TEXT EXCERPT:
---+---

[R] how R implement qnorm()
Prof Brian Ripley
ripley at stats.ox.ac.uk
Thu Oct 18 09:55:47 CEST 2012
On 18/10/2012 00:16, Sheng Liu wrote:
> how R implement qnorm()
>
> I wonder anyone knows the mathematical process that R calculated the
> quantile?
It's on the help page!
'For qnorm, the code is a C translation of
Wichura, M. J. (1988) Algorithm AS 241: The Percentage Points of the
Normal Distribution. Applied Statistics, 37, 477–484.'
and the exact code is in the R sources. E.g. online at
https://svn.r-project.org/R/trunk/src/nmath/qnorm.c
>
> The reason I asked is soly by curiosity. I know the probability of a normal
> distribution is calculated through integrate the Gaussian function, which
> can be implemented easily (see code), while the calculation of quantile
> (or ZÎ±) in R is a bit confusing as it requires inverse error function (X =
> - sqrt(2)* erf-1 (2*P)), while R doesn't have a build in one. The InvErf
> function most people use is through qnorm( InvErf=function(x)
I think you are wrong about 'most people': this is the notation used by
a small group of non-statisticians (mainly physicists, I think).
> qnorm((1+x)/2)/sqrt(2) ). When you type qnorm in the console, it doesn't
> show it as it is an internal function, I searched around can't found too
> much information, my hunch is R might be using some internal library that's
> in the chipset which can calculate erf-1(x), but it is not accessible to
> user.

---+---

EXERCISE INPUTS:
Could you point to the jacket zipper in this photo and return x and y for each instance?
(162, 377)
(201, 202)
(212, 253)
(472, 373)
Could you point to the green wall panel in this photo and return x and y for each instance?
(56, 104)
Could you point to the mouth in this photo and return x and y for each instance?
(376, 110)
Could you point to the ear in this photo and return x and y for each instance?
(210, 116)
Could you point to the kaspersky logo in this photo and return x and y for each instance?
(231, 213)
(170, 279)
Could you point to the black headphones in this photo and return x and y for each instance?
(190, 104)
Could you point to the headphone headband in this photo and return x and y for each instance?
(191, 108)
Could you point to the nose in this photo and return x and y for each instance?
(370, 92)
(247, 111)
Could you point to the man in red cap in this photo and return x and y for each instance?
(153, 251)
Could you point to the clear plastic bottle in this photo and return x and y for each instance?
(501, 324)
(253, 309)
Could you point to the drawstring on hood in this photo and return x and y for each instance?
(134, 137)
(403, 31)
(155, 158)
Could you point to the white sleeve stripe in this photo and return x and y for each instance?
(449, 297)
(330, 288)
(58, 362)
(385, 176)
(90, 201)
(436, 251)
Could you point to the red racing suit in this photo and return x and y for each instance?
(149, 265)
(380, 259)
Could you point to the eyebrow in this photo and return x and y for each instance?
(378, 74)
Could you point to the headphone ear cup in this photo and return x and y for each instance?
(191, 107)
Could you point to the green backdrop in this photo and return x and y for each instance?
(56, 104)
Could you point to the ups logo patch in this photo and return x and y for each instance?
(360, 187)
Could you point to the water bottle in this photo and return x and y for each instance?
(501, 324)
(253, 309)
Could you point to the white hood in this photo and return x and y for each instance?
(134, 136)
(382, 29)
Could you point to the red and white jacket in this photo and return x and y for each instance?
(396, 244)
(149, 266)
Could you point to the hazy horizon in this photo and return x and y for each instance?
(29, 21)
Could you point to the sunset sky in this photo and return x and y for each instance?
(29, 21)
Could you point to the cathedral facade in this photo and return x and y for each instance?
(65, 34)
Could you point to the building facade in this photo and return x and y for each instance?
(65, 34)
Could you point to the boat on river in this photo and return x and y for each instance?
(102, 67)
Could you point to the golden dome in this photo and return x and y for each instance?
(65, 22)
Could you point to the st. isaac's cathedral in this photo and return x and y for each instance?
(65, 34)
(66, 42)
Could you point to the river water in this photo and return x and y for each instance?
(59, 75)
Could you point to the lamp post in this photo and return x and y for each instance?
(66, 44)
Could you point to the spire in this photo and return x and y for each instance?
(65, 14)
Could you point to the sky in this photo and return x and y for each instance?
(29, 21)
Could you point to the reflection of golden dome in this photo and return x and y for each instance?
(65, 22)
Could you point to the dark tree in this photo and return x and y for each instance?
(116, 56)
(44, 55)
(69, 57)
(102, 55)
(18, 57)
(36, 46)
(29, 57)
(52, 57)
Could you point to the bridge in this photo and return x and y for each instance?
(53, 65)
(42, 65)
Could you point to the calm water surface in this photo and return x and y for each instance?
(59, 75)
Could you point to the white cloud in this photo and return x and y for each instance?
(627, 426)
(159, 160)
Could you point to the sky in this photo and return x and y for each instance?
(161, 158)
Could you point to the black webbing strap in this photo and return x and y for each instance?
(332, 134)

---+---

GOALS:
[A] In the mailing-list reply about qnorm, which published algorithm is R's qnorm code a C translation of?
[B] Reproduce the rows verbatim, from the line with "Could you point to the reflection" up to and including the final line of the rows.

SOLUTIONS TO EACH TASK:
[A] Wichura's Algorithm AS 241, "The Percentage Points of the Normal Distribution" (Applied Statistics, 1988).

[B]
Could you point to the reflection of golden dome in this photo and return x and y for each instance?
(65, 22)
Could you point to the dark tree in this photo and return x and y for each instance?
(116, 56)
(44, 55)
(69, 57)
(102, 55)
(18, 57)
(36, 46)
(29, 57)
(52, 57)
Could you point to the bridge in this photo and return x and y for each instance?
(53, 65)
(42, 65)
Could you point to the calm water surface in this photo and return x and y for each instance?
(59, 75)
Could you point to the white cloud in this photo and return x and y for each instance?
(627, 426)
(159, 160)
Could you point to the sky in this photo and return x and y for each instance?
(161, 158)
Could you point to the black webbing strap in this photo and return x and y for each instance?
(332, 134)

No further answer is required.